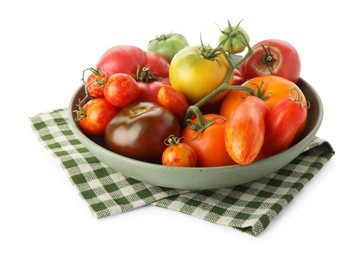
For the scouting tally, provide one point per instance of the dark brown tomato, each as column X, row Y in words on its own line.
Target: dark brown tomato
column 138, row 131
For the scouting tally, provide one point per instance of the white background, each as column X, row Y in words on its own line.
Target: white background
column 44, row 47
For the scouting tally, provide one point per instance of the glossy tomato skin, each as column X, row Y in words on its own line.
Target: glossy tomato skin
column 173, row 100
column 99, row 112
column 121, row 89
column 95, row 83
column 168, row 45
column 274, row 87
column 284, row 124
column 138, row 131
column 209, row 144
column 273, row 57
column 179, row 155
column 245, row 130
column 238, row 79
column 122, row 59
column 195, row 76
column 148, row 92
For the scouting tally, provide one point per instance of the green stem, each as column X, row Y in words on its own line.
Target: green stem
column 194, row 109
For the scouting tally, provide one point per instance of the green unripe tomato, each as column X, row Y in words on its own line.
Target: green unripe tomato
column 233, row 39
column 168, row 45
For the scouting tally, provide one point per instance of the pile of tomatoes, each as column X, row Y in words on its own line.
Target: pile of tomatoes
column 196, row 106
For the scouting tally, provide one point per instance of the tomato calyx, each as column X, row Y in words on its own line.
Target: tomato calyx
column 201, row 123
column 233, row 39
column 145, row 75
column 295, row 94
column 163, row 37
column 81, row 112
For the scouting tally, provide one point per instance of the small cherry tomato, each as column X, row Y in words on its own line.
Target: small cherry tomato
column 173, row 100
column 245, row 130
column 121, row 89
column 273, row 57
column 284, row 125
column 95, row 115
column 95, row 82
column 209, row 143
column 178, row 154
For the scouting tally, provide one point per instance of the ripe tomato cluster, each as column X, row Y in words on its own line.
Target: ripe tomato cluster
column 200, row 110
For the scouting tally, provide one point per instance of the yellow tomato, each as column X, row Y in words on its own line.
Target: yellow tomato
column 195, row 75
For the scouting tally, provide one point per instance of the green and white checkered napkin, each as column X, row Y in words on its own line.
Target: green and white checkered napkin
column 249, row 208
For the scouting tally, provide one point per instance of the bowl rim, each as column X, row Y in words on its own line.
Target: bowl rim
column 304, row 141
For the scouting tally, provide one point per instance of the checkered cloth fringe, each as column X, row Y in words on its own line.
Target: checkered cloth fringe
column 249, row 207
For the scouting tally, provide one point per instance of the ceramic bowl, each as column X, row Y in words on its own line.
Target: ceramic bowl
column 202, row 177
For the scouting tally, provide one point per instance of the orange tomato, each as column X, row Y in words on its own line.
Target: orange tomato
column 179, row 155
column 209, row 145
column 274, row 88
column 173, row 100
column 245, row 130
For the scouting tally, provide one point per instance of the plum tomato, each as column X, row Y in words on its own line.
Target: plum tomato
column 208, row 144
column 178, row 154
column 284, row 124
column 273, row 57
column 245, row 130
column 270, row 88
column 168, row 45
column 121, row 89
column 95, row 115
column 138, row 131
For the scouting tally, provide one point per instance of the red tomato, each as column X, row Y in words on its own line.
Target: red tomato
column 209, row 144
column 272, row 57
column 122, row 59
column 95, row 116
column 178, row 154
column 245, row 130
column 275, row 88
column 95, row 83
column 173, row 100
column 284, row 125
column 121, row 89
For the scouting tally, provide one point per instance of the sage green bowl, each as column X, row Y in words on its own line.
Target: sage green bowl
column 202, row 177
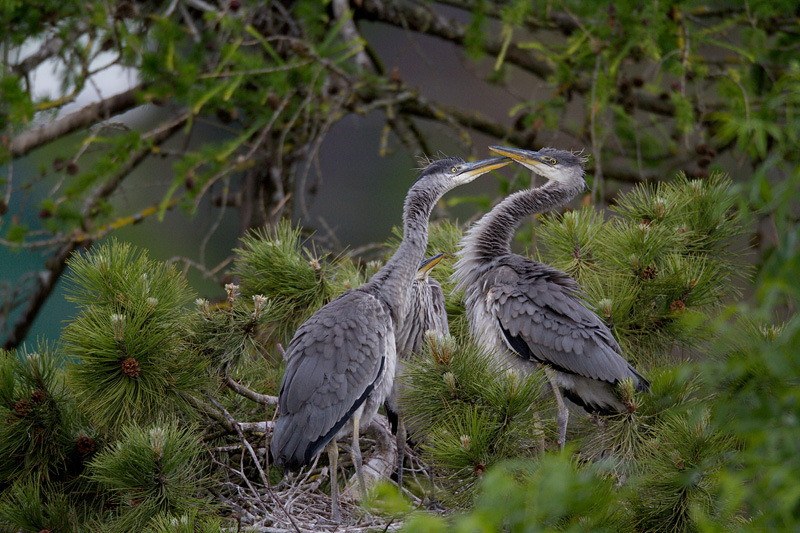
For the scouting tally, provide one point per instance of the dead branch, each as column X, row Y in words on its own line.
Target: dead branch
column 422, row 20
column 54, row 266
column 240, row 389
column 381, row 463
column 92, row 113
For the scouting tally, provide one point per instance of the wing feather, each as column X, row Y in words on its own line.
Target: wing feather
column 538, row 307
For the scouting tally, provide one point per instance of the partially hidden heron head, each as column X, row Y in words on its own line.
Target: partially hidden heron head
column 426, row 265
column 455, row 171
column 555, row 165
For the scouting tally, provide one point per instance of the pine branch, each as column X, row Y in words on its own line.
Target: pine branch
column 54, row 266
column 425, row 21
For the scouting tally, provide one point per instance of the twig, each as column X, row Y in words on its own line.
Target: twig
column 264, row 479
column 27, row 141
column 250, row 394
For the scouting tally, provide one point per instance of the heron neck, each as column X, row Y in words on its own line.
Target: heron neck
column 491, row 235
column 392, row 282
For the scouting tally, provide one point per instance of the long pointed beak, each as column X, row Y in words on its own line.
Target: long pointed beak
column 426, row 265
column 476, row 168
column 528, row 158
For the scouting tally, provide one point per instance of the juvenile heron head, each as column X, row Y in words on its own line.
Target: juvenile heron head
column 455, row 171
column 555, row 165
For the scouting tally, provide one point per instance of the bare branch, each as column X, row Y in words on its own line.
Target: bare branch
column 250, row 394
column 54, row 267
column 421, row 20
column 92, row 113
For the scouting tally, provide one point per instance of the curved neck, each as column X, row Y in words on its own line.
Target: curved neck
column 492, row 234
column 391, row 283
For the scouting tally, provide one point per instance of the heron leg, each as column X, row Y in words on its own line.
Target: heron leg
column 562, row 415
column 356, row 452
column 401, row 450
column 333, row 460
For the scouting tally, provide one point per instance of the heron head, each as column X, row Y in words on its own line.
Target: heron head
column 555, row 165
column 426, row 265
column 455, row 171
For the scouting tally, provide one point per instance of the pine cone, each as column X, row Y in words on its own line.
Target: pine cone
column 130, row 367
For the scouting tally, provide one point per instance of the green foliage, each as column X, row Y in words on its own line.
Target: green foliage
column 228, row 335
column 683, row 465
column 277, row 264
column 26, row 507
column 469, row 412
column 151, row 470
column 755, row 378
column 189, row 522
column 553, row 494
column 658, row 272
column 131, row 358
column 39, row 426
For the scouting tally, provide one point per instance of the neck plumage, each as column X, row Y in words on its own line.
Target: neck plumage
column 491, row 235
column 392, row 282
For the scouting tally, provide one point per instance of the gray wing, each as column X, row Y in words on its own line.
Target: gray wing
column 438, row 317
column 334, row 361
column 540, row 316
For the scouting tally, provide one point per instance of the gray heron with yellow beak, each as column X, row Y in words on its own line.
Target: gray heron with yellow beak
column 532, row 314
column 341, row 361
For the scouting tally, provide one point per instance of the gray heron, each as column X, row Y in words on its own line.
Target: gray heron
column 426, row 312
column 341, row 361
column 532, row 313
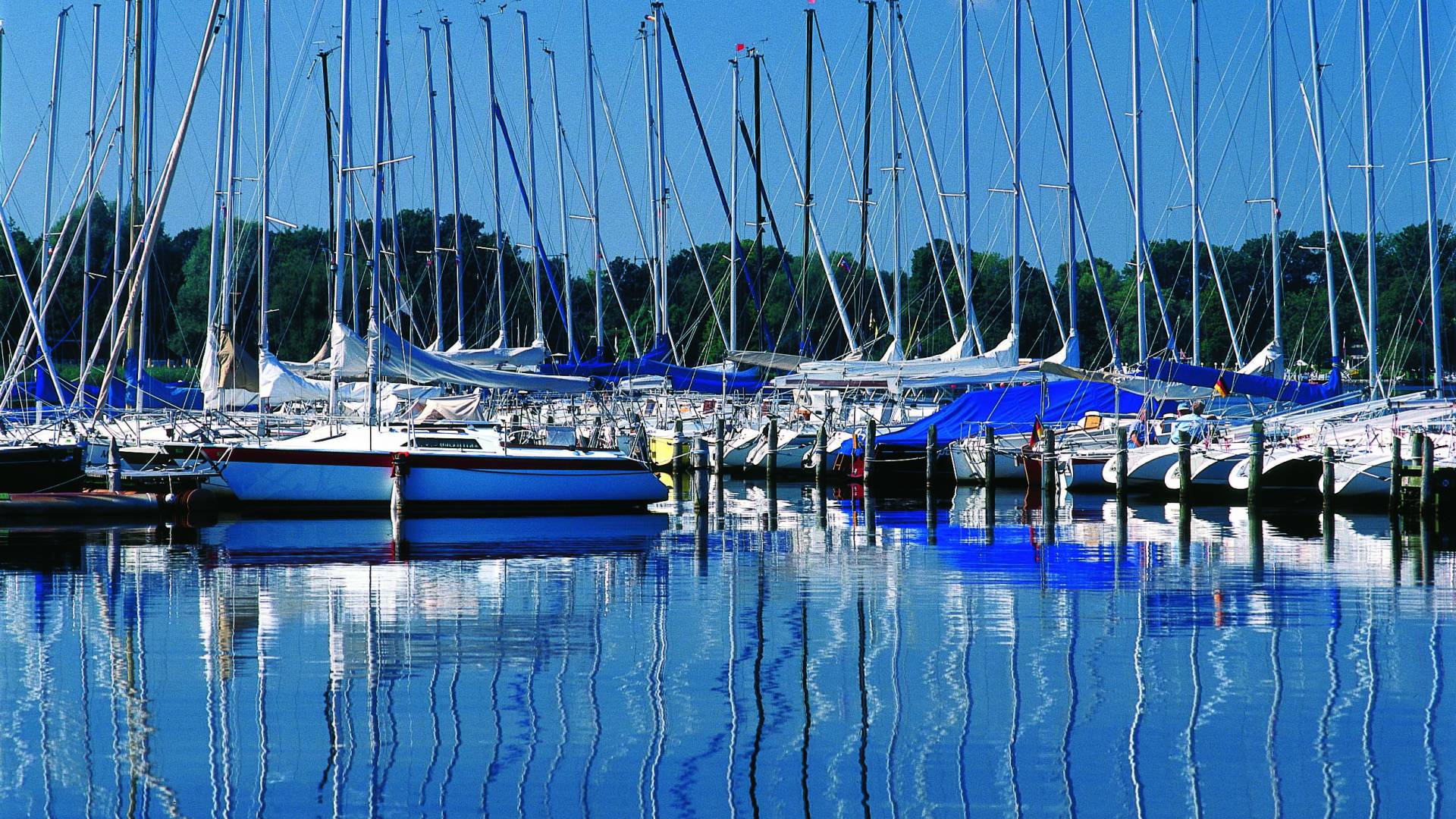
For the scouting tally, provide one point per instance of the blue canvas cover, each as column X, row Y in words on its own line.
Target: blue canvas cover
column 1012, row 410
column 1258, row 387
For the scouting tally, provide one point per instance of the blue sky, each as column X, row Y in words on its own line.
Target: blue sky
column 1232, row 130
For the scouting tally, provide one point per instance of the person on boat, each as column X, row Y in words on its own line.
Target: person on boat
column 1190, row 420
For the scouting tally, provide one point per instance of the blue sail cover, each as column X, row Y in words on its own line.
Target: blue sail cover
column 655, row 363
column 1258, row 387
column 1011, row 410
column 120, row 394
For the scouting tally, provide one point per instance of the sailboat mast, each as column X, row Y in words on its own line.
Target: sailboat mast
column 561, row 200
column 1015, row 180
column 808, row 174
column 1367, row 130
column 376, row 324
column 1139, row 262
column 435, row 196
column 91, row 186
column 495, row 183
column 1276, row 259
column 661, row 162
column 455, row 184
column 1074, row 341
column 530, row 165
column 50, row 156
column 894, row 186
column 1432, row 228
column 264, row 243
column 1193, row 177
column 341, row 232
column 592, row 136
column 733, row 215
column 1315, row 71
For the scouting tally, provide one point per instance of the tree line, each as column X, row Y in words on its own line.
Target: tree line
column 783, row 300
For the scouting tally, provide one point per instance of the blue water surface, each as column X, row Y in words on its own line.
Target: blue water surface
column 781, row 656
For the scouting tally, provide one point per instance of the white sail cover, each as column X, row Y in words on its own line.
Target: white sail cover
column 402, row 360
column 497, row 354
column 948, row 365
column 278, row 384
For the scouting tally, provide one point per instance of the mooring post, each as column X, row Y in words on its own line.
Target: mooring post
column 870, row 450
column 112, row 466
column 1427, row 475
column 929, row 458
column 772, row 463
column 1122, row 464
column 679, row 447
column 1327, row 479
column 1184, row 468
column 1049, row 464
column 1397, row 475
column 820, row 455
column 1256, row 461
column 720, row 428
column 989, row 457
column 702, row 480
column 400, row 468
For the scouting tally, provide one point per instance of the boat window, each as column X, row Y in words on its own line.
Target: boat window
column 447, row 444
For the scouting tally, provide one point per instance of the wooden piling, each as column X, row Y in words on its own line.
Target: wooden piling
column 1049, row 463
column 989, row 457
column 1256, row 461
column 929, row 458
column 1122, row 464
column 1184, row 468
column 1427, row 475
column 870, row 450
column 820, row 455
column 772, row 461
column 720, row 428
column 1327, row 479
column 1397, row 475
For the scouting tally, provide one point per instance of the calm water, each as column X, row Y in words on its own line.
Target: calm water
column 827, row 659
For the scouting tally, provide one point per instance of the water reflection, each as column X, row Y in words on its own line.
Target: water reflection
column 791, row 651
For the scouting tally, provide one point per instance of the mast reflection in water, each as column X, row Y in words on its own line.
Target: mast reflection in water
column 823, row 659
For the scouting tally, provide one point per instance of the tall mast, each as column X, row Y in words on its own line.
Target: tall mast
==*==
Take the line in which "of the calm" occurs and each subsequent line through the end; give these lines again without alteration.

Full response:
For the scouting tally, provide one point per instance of the calm water, each as column X, row Y in words on its own line.
Target: calm water
column 827, row 659
For the scouting tally, provide one point per instance of the water reflection, each as column X, row Y in words on its own line.
Target: water reflection
column 791, row 651
For the scouting tally, provide one point per instance of the mast reflection in water, each as column X, row Y in words on its own line.
Target: mast reflection in water
column 823, row 659
For the scouting tally, provide one point per instance of the tall mast, each as column X, row Y in words on its own line.
Target: tall mast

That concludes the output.